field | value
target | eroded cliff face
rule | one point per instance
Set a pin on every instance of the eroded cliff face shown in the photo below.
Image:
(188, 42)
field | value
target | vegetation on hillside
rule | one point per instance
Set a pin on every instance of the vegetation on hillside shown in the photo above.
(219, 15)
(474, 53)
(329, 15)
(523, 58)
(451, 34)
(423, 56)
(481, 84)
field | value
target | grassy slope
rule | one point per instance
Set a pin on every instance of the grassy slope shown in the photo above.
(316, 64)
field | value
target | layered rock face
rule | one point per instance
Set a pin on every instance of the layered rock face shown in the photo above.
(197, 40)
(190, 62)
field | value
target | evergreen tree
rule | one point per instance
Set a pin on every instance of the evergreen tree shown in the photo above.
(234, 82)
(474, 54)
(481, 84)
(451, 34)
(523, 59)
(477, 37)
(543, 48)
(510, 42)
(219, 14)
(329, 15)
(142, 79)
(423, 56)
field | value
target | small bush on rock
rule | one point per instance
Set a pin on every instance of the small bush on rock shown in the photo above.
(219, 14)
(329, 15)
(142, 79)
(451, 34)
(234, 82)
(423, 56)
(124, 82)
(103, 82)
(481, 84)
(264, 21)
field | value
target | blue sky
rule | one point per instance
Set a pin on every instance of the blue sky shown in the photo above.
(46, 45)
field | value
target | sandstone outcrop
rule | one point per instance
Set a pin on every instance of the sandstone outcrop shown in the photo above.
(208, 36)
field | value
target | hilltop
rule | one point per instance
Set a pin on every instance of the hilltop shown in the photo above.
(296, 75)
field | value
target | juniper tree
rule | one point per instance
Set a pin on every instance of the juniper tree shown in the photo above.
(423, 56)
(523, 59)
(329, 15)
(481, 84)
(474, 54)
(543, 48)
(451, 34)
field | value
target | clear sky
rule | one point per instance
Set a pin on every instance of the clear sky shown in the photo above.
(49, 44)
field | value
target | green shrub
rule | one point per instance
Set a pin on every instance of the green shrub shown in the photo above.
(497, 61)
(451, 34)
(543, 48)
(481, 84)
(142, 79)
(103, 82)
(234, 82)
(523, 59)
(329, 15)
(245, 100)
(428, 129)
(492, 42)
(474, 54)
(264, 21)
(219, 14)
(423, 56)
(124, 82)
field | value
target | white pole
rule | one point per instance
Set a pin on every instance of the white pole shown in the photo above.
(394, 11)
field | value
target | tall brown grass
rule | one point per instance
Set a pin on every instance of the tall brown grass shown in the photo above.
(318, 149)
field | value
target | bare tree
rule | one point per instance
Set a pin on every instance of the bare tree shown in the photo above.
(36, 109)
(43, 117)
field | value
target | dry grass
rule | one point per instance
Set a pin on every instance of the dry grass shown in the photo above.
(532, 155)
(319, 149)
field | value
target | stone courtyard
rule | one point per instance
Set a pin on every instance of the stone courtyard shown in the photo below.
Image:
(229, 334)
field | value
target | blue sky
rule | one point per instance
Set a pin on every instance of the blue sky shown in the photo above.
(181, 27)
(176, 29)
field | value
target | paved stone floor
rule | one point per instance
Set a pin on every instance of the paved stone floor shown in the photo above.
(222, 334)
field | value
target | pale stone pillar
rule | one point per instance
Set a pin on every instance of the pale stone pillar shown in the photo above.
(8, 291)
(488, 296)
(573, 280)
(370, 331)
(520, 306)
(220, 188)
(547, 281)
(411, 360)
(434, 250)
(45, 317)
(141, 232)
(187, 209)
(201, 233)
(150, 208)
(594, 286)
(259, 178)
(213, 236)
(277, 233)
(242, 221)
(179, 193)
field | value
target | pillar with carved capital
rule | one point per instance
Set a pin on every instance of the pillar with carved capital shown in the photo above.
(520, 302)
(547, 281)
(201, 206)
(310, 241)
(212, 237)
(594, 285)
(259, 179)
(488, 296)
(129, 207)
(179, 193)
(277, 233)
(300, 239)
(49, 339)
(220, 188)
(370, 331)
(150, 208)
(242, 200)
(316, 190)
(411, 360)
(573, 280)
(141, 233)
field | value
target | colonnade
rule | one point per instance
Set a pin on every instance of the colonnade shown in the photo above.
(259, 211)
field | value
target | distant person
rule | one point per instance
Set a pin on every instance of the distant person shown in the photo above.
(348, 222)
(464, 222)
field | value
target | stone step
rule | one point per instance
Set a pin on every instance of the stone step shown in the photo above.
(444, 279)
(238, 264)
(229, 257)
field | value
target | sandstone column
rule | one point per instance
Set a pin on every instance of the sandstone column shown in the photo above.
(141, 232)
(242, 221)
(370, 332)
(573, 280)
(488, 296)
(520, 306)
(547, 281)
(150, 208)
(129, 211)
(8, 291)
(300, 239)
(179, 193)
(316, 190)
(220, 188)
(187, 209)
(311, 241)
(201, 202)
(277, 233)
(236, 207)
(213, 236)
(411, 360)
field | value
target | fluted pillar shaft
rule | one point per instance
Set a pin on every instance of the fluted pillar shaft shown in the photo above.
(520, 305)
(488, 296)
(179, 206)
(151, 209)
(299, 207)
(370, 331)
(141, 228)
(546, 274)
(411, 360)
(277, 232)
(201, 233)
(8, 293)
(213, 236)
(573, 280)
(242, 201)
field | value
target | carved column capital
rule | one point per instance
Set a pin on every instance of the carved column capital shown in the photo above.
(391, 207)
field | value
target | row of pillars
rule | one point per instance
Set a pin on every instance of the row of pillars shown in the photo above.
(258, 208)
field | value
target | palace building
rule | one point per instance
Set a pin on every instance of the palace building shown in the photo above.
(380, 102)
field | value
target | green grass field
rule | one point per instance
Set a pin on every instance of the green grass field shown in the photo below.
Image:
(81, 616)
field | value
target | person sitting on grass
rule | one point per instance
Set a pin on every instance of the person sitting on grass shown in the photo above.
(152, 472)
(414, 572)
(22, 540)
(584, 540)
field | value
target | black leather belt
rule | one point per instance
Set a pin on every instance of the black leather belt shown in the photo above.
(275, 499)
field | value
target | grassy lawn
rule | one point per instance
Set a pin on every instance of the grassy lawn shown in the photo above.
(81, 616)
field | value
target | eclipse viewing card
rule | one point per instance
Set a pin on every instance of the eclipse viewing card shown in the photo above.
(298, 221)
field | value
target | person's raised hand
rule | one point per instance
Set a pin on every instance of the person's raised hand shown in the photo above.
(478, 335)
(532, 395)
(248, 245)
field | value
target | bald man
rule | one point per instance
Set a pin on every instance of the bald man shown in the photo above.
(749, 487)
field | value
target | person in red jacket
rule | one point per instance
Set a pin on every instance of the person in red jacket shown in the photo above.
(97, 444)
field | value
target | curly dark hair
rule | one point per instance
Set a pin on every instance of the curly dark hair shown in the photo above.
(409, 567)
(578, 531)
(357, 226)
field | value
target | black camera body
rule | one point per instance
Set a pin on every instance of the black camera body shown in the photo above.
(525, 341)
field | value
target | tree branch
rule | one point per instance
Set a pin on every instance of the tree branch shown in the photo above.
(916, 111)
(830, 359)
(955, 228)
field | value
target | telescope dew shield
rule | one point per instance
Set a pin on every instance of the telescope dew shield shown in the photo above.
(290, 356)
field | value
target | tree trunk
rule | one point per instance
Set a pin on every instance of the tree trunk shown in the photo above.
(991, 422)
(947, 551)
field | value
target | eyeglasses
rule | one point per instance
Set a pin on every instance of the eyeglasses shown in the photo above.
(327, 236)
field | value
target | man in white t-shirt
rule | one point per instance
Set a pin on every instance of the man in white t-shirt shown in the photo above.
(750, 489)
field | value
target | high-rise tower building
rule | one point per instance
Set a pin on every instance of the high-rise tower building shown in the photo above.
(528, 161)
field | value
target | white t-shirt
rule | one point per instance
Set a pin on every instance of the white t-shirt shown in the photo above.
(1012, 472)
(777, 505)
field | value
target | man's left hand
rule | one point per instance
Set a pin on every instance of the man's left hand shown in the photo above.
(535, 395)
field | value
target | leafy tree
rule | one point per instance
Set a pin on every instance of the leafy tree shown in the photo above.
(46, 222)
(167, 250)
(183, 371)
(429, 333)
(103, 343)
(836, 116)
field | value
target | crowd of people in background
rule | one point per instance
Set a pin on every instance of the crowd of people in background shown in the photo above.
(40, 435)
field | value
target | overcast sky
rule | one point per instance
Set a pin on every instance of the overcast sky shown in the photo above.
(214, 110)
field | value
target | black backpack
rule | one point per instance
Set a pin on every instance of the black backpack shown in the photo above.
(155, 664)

################

WHAT NEEDS TO BE DONE
List every line in the records above that contains the string "viewing", treating case as significant.

EXERCISE ANSWER
target | eclipse viewing card
Set a pin on every instance of the eclipse viewing card shown in the photo above.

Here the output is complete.